◆ **SOURCE EXTRACT**:
Have been following this advice of gulping 8 glasses of water daily thinking that it’s good for us? Not exactly correct according to the research, published in the Proceedings of the National Academy of Sciences in the United States of America.
Actual amount of water needed depends person to person. Find what it does to our brain and body after reaching the hydration limit and how dangerous it is to ignore the simple feeling of over-drinking.
Drinking excess liquid activates a protective swallowing inhibition within the brain, study found. But forcing yourself to drink more than what your body needs overrides the mechanism and puts people at risk of potentially fatal condition called Hyponatremia, also known as water toxicity, scientists claim.
For the study, the researchers put 20 people in functional MRI (fMRI) scanners and asked them to rate the effort level required to swallow small amounts of water under two different conditions—after exercising, when they were thirsty; and later, after they’d already drank about a liter of water.

◆ **Data for grounding text to image regions**:
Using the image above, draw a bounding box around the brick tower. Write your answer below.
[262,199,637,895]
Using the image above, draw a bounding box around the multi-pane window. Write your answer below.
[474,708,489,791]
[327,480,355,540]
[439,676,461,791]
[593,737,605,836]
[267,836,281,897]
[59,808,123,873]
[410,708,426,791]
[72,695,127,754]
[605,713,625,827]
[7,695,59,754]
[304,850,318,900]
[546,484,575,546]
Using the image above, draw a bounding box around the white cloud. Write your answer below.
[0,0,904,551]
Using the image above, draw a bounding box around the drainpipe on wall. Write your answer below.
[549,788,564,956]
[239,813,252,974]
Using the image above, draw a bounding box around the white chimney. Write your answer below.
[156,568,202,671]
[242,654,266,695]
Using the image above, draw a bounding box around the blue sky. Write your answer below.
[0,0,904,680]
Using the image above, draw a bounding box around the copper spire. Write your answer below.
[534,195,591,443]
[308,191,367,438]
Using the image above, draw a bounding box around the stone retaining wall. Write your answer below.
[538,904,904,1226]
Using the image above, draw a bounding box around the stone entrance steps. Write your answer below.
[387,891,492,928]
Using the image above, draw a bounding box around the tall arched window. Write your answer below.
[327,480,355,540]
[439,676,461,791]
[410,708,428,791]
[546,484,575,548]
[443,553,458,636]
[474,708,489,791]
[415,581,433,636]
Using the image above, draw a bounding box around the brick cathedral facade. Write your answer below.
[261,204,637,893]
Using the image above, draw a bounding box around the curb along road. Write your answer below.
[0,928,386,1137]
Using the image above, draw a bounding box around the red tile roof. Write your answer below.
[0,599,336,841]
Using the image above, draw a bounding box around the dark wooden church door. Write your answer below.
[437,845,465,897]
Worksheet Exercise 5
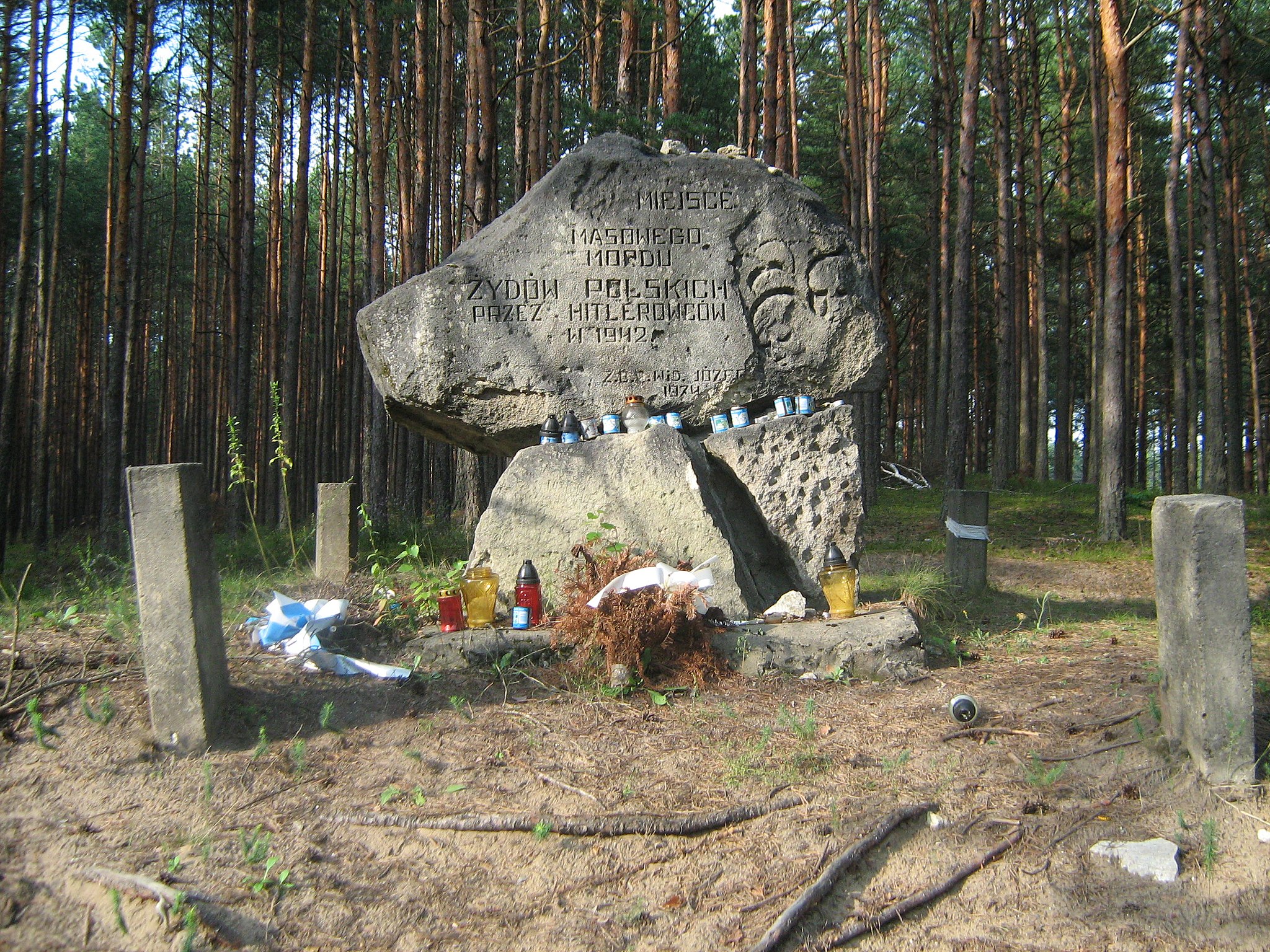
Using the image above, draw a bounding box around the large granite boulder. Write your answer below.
[704,405,864,608]
[358,134,884,454]
[471,426,797,618]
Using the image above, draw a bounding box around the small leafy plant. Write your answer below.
[80,684,114,728]
[27,698,53,750]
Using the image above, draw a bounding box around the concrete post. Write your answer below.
[944,488,988,591]
[127,464,230,754]
[314,482,357,581]
[1150,494,1256,783]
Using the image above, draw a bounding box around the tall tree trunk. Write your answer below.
[653,0,683,123]
[1194,0,1229,495]
[1099,0,1129,542]
[944,0,984,490]
[1162,5,1192,494]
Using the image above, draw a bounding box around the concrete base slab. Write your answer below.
[405,606,926,681]
[714,606,926,681]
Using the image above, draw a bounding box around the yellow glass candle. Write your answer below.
[820,542,856,618]
[458,565,498,628]
[820,566,856,618]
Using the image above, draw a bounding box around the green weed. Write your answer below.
[110,889,128,935]
[252,723,269,760]
[776,698,815,741]
[80,684,114,728]
[239,824,273,866]
[881,750,913,773]
[1024,752,1067,790]
[27,698,53,750]
[1200,816,1218,876]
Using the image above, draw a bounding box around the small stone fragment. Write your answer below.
[763,590,806,620]
[1090,837,1177,882]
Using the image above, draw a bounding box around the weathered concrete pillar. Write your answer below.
[1150,494,1256,783]
[127,464,230,754]
[944,488,988,591]
[314,482,357,581]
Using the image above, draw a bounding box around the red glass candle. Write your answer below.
[515,558,542,625]
[437,589,468,631]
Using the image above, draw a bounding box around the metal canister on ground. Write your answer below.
[949,694,979,723]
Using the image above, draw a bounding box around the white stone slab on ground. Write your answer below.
[1090,837,1177,882]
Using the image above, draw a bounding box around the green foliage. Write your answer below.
[1200,816,1218,876]
[27,698,53,750]
[1024,752,1067,790]
[239,824,273,866]
[776,698,815,741]
[252,723,269,760]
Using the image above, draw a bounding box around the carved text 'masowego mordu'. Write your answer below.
[358,134,882,453]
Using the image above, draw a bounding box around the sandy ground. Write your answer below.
[0,560,1270,952]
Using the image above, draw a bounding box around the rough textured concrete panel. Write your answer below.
[703,406,864,608]
[471,426,796,618]
[714,606,926,681]
[127,464,230,754]
[358,134,885,454]
[1150,494,1254,783]
[944,488,988,591]
[314,482,357,581]
[404,606,926,681]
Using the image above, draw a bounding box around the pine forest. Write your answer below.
[0,0,1270,566]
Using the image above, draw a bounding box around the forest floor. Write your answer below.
[0,486,1270,952]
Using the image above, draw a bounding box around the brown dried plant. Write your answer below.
[551,539,726,685]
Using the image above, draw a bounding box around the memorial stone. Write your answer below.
[1150,494,1256,783]
[127,464,230,754]
[358,134,885,454]
[314,482,357,581]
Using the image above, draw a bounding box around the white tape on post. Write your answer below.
[944,515,988,542]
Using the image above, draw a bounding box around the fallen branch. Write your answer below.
[1067,707,1142,734]
[749,801,935,952]
[75,866,269,946]
[324,797,809,837]
[0,668,128,717]
[1034,739,1142,764]
[940,728,1040,740]
[824,827,1024,948]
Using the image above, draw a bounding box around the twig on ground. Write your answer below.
[0,668,128,716]
[940,728,1040,740]
[1067,707,1142,734]
[324,796,810,837]
[823,827,1024,948]
[0,562,30,700]
[1036,739,1142,764]
[749,801,935,952]
[533,770,603,808]
[75,866,269,946]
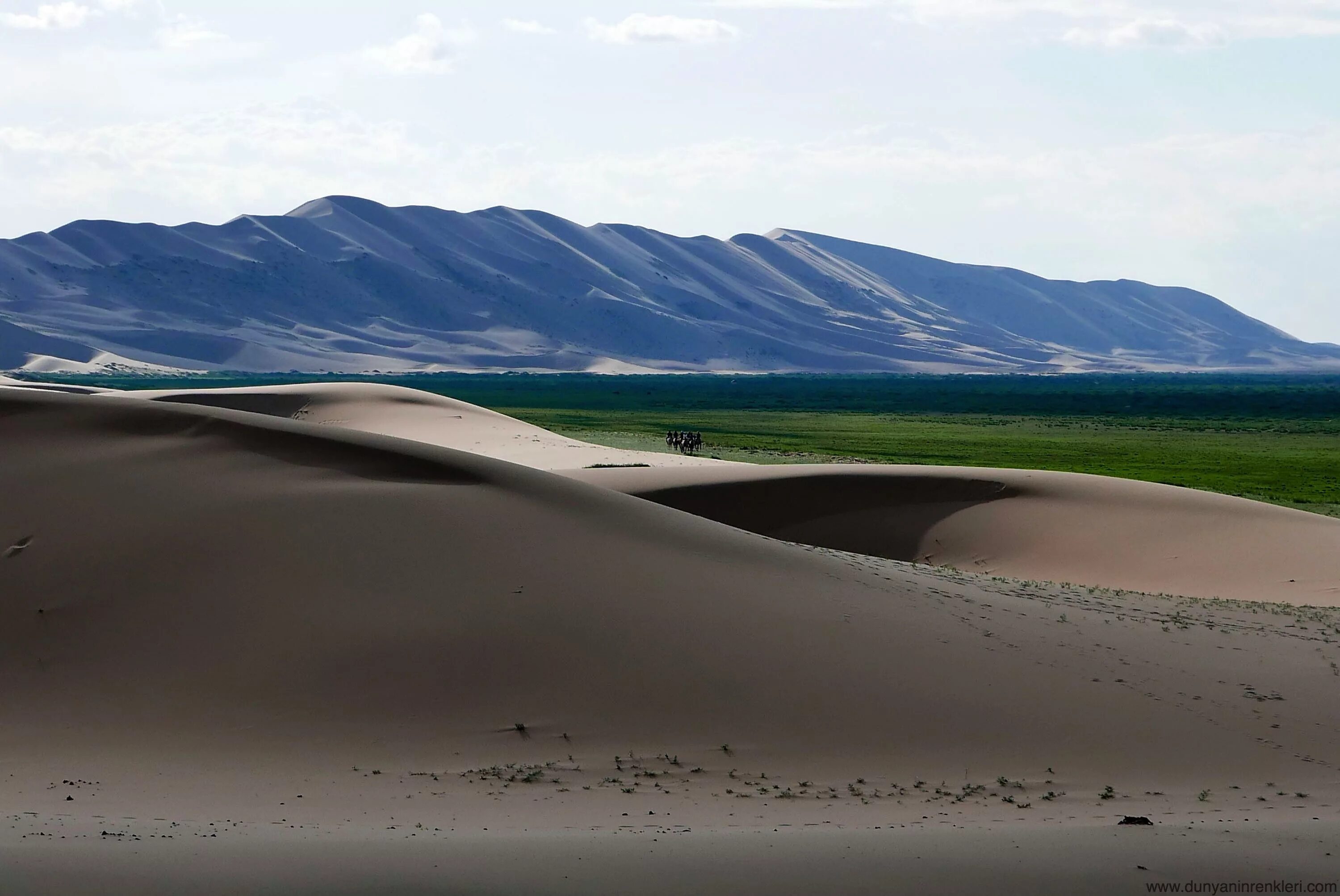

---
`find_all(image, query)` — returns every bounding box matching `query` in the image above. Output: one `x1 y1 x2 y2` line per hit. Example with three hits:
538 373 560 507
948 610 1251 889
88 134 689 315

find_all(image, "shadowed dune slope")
572 465 1340 607
8 389 1340 893
0 390 1324 775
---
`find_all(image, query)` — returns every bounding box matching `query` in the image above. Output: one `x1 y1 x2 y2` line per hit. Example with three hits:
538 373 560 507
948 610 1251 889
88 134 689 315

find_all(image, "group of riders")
666 430 702 454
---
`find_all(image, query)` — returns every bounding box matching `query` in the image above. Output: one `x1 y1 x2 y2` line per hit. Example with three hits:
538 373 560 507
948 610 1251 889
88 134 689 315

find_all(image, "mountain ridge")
0 196 1340 373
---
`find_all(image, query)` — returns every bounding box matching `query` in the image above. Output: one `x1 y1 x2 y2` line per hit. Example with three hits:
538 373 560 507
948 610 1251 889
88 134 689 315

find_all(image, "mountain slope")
0 197 1340 373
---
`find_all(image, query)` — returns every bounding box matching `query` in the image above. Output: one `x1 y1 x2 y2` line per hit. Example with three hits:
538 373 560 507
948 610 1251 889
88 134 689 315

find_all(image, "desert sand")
0 387 1340 893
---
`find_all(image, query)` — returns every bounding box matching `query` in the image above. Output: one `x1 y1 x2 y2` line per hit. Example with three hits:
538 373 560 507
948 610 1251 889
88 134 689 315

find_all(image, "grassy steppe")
497 407 1340 515
29 374 1340 515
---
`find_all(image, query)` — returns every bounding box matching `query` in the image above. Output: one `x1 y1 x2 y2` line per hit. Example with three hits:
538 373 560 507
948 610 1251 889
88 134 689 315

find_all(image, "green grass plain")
496 407 1340 515
29 373 1340 515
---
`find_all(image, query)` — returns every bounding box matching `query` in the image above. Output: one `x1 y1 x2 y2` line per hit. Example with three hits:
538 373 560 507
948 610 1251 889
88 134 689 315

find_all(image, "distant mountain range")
0 196 1340 373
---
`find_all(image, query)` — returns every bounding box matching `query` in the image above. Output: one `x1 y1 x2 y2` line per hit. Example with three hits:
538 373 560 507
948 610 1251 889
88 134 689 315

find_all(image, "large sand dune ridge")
0 387 1340 892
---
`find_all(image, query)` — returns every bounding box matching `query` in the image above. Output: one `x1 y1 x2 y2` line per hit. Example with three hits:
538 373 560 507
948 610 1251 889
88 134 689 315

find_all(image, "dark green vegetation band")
34 374 1340 513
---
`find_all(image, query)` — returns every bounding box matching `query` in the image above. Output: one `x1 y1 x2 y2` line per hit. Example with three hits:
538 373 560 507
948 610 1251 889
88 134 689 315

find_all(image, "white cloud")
502 19 553 35
890 0 1340 48
360 12 478 75
712 0 886 9
0 3 95 31
586 12 740 44
154 16 228 50
1064 19 1225 47
0 0 139 31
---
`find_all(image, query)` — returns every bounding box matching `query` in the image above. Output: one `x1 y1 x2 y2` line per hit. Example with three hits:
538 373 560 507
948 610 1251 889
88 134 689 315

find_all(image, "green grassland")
29 374 1340 515
498 407 1340 515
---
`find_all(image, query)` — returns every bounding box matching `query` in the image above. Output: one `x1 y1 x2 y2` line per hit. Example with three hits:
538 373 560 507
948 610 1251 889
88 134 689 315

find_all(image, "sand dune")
574 465 1340 607
8 389 1340 892
121 383 738 470
107 383 1340 607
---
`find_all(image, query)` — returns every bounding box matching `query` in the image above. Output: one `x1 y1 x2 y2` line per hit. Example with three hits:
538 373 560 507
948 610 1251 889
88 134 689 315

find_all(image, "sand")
0 389 1340 893
126 383 738 470
572 465 1340 607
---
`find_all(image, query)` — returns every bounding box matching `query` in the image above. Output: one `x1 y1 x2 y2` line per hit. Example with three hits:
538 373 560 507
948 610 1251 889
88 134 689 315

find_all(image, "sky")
0 0 1340 343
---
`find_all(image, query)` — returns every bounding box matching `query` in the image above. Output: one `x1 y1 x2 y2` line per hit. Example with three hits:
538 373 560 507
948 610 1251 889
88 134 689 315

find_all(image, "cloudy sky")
0 0 1340 342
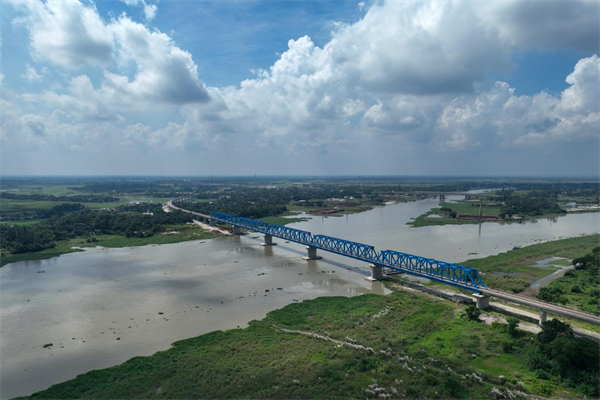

◆ **WHAT YOU HAVE TO DO**:
Reproduce word for word the part of the article on drinking water from "Drinking excess liquid" up to and including "liter of water.". These records have no connection to the article on drinking water.

◆ **EXERCISE ANSWER**:
Drinking excess liquid activates a protective swallowing inhibition within the brain, study found. But forcing yourself to drink more than what your body needs overrides the mechanism and puts people at risk of potentially fatal condition called Hyponatremia, also known as water toxicity, scientists claim.
For the study, the researchers put 20 people in functional MRI (fMRI) scanners and asked them to rate the effort level required to swallow small amounts of water under two different conditions—after exercising, when they were thirsty; and later, after they’d already drank about a liter of water.